* Petit exercice 1:
Relevez chaque ligne des enregistrements où figure le mot « flower ».

Sommet du Koweït : Entre les priorités du futur et l'omission du dossier syrien - Par Hatim Betioui

5437685854_d630fceaff_b-

Figure 1Bien que la crise avec le Qatar ait officiellement pris fin, des défis demeurent dans la reconstruction de la confiance entre les parties du CCG. Cela met en lumière la nécessité de mécanismes plus efficaces pour gérer les différends à l'avenir

1
Partager :

Alors que l'appel à l'arrêt de la guerre, aux crimes de meurtres de masse à Gaza, au déplacement des populations et à la destruction des installations civiles et des infrastructures, ainsi qu'à l'intervention pour protéger les civils, dominait l'ordre du jour du 45e sommet du Conseil de coopération du Golfe (CCG) qui s'est tenu dimanche dernier au Koweït, les développements graves en Syrie ont été absents, bien que la situation y ait connu une escalade majeure vendredi dernier suite à l'intrusion des combattants de l'opposition dans la ville d'Alep.  

Eviter la Syrie évitée pour réussir le sommet 

Le sommet a également salué la trêve temporaire au Liban, mais il a évité de proposer une vision ou un plan pour financer la reconstruction du pays, ce qui a soulevé des interrogations sur le sérieux de l'engagement des pays du Golfe à l'égard des questions libanaises.  

L'absence du dossier syrien lors du sommet du Koweït, selon de nombreux observateurs, est attribuée à une volonté purement régionale de l’Arabie saoudite, des Émirats arabes unis et du Bahreïn d’éviter toute divergence avec le Qatar. Ce pays reste en effet le seul pays du Golfe qui continue d’émettre une objection ferme à la normalisation avec le régime du président syrien Bachar el-Assad et soutient les factions armées qui lui sont opposées.  

Il est à noter que le sommet du Koweït a porté le slogan "L'avenir du Golfe", et que l'émir du Koweït, Cheikh Mishaal Al-Ahmad Al-Jaber Al-Sabah, a affirmé dans son discours d'ouverture que le sommet se tenait dans un contexte particulièrement complexe, affectant l'économie mondiale et menaçant le développement et la prospérité des peuples de la région. "Cela exige de nous d'accélérer nos efforts pour réaliser l'intégration économique du Golfe".

* Petit exercice 2:
Selon l'article sur le sommet du Koweït, quel slogan ce sommet a-t-il porté ?

* Enregistrements affichés:
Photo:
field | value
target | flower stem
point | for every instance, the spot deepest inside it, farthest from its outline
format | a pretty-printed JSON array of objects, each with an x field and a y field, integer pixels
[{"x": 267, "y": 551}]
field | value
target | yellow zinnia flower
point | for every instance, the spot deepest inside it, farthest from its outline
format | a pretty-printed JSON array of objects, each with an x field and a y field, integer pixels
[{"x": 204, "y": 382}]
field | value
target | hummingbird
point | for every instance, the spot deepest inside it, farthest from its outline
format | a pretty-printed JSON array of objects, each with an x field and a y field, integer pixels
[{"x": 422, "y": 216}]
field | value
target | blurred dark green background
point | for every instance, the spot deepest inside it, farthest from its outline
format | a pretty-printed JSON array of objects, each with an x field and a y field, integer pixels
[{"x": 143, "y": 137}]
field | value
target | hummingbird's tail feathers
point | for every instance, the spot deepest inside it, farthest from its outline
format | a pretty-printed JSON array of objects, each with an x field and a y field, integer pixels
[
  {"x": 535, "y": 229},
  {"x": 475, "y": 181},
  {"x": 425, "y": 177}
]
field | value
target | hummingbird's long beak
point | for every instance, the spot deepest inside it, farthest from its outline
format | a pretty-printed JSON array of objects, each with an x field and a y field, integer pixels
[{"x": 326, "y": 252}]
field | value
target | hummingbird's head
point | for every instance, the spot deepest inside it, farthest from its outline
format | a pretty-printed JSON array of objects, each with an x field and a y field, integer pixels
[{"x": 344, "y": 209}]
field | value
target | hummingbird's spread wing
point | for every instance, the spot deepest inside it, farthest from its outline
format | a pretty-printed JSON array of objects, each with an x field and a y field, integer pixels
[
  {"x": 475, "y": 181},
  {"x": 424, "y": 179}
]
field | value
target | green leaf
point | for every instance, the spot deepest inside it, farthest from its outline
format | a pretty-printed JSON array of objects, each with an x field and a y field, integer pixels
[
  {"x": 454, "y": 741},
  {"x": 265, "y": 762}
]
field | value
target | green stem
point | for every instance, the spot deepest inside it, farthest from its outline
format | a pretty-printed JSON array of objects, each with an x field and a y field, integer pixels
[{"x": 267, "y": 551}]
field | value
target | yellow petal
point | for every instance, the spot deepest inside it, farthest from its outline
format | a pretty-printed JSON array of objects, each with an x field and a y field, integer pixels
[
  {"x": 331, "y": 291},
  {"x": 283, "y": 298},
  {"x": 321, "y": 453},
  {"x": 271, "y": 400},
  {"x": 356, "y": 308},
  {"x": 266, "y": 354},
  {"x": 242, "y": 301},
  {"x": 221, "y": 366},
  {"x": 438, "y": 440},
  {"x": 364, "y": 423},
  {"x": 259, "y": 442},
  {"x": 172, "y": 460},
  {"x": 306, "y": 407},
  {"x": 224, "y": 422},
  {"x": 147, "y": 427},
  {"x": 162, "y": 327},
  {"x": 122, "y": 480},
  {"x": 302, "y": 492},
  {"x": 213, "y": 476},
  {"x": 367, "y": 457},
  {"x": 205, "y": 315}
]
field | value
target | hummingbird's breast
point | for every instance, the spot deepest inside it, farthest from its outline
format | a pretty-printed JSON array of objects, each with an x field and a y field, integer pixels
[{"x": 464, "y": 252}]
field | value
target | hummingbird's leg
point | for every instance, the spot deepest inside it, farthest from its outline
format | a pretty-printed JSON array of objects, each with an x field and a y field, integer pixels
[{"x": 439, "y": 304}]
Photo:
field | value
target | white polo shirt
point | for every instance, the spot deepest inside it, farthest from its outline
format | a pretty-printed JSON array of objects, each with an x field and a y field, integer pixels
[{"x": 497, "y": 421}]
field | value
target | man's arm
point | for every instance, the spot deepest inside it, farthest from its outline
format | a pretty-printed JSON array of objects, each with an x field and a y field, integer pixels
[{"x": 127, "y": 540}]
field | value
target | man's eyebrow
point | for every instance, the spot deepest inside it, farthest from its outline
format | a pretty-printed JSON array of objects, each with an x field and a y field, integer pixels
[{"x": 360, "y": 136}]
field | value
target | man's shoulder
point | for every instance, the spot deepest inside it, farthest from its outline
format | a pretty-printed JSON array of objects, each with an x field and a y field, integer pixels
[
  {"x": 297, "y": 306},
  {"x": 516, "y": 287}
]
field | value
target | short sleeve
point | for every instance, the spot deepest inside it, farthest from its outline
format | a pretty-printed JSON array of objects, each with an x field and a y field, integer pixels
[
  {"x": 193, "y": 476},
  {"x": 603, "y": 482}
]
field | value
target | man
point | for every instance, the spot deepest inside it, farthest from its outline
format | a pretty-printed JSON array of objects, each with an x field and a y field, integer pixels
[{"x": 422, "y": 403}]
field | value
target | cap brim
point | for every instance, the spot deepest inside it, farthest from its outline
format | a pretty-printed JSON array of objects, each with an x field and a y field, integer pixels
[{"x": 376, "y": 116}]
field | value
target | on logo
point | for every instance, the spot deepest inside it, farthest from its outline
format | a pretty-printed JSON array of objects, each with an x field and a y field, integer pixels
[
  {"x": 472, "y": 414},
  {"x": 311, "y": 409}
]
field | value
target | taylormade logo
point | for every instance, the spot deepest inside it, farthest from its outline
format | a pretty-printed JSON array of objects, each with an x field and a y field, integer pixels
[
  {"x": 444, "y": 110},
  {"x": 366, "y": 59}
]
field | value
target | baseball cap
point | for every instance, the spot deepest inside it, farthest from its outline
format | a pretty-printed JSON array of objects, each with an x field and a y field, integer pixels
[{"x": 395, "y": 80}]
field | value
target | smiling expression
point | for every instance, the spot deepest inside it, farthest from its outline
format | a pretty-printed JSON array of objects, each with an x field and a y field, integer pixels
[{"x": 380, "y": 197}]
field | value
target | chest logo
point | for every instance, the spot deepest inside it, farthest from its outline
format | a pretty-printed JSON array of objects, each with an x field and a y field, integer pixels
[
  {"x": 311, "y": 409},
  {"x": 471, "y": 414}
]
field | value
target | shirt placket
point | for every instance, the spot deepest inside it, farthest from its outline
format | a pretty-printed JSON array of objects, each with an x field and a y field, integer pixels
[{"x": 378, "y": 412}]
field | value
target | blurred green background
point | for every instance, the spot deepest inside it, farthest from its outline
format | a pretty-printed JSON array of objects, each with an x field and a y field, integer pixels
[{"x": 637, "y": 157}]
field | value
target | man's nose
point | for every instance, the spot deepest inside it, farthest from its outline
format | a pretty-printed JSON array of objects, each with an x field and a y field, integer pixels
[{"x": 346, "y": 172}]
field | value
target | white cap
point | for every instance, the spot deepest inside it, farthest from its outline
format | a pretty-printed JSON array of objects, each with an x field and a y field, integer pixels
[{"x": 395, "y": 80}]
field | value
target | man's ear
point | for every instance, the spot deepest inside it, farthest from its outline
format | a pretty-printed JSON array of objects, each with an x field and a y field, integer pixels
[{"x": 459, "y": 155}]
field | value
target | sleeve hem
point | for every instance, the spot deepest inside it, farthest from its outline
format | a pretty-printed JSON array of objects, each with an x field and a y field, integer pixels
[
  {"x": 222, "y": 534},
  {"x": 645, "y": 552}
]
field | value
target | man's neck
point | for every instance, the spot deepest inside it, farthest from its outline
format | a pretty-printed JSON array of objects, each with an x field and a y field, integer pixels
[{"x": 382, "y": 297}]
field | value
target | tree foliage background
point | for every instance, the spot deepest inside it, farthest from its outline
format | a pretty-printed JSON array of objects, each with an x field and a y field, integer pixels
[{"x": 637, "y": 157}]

* Bonne réponse 1:
target | flower stem
target | yellow zinnia flower

* Bonne réponse 2:
« L'avenir du Golfe »